## start Supplied material

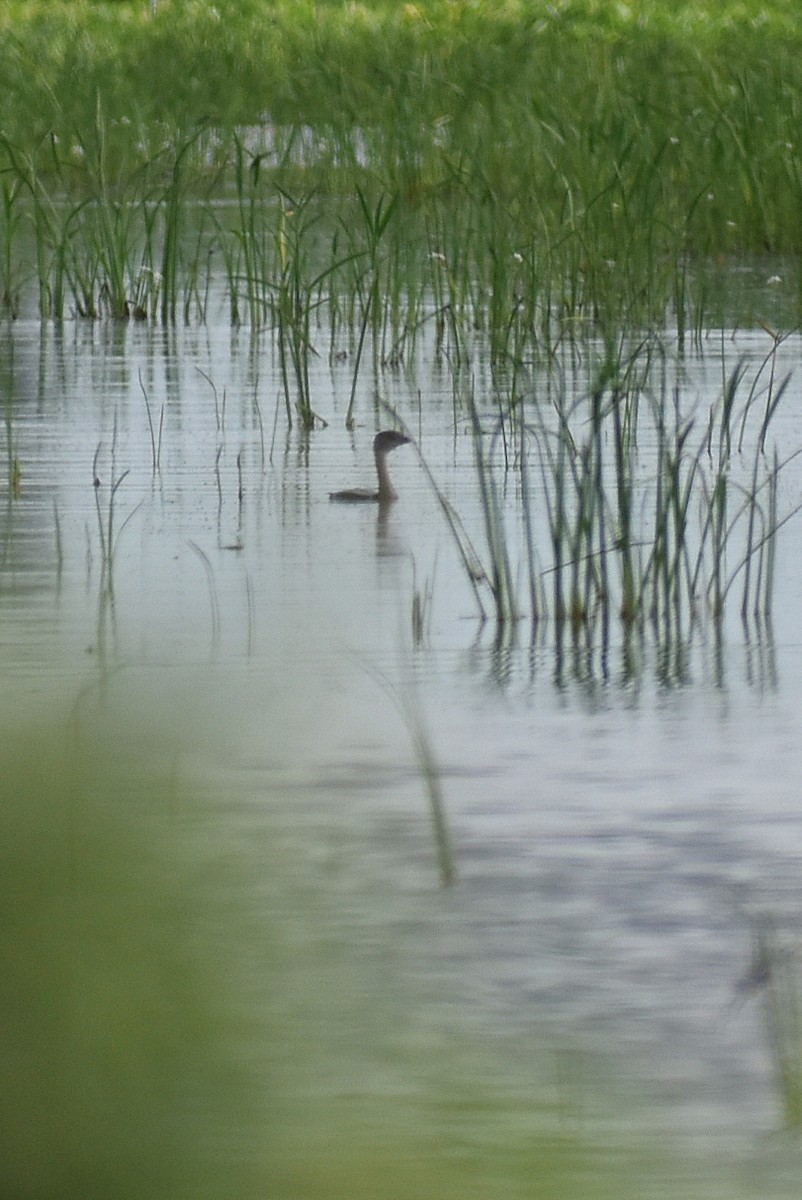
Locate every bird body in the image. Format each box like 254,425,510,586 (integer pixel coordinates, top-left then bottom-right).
329,430,409,504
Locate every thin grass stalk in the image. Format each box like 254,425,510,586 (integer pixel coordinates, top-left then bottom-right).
469,405,520,625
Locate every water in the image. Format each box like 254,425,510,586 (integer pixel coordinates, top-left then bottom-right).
0,322,802,1198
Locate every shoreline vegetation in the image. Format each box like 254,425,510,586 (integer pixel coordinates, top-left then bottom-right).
0,0,802,272
0,0,802,643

## end Supplied material

**Written problem**
Transcribe all of the data above line by line without any changes, and leave the picture out.

**Reply**
Locate every bird body in the image. Format each box like 254,425,510,586 (integer pixel coordinates, top-left then bottom-right).
329,430,409,504
Locate every thin grass stalk in the image. Format each box like 254,425,510,586 (integer pixel coordinates, top-left then bottom-right).
469,405,520,625
Locate every water in the image. Format each box like 254,425,510,586 (integer pixel coordinates, top-left then bottom-right).
0,322,802,1198
Locate every shoreline vegetation in the image. Format each box like 254,425,510,586 (integer pixel coordinates, top-left then bottom-right).
0,0,802,272
0,0,802,643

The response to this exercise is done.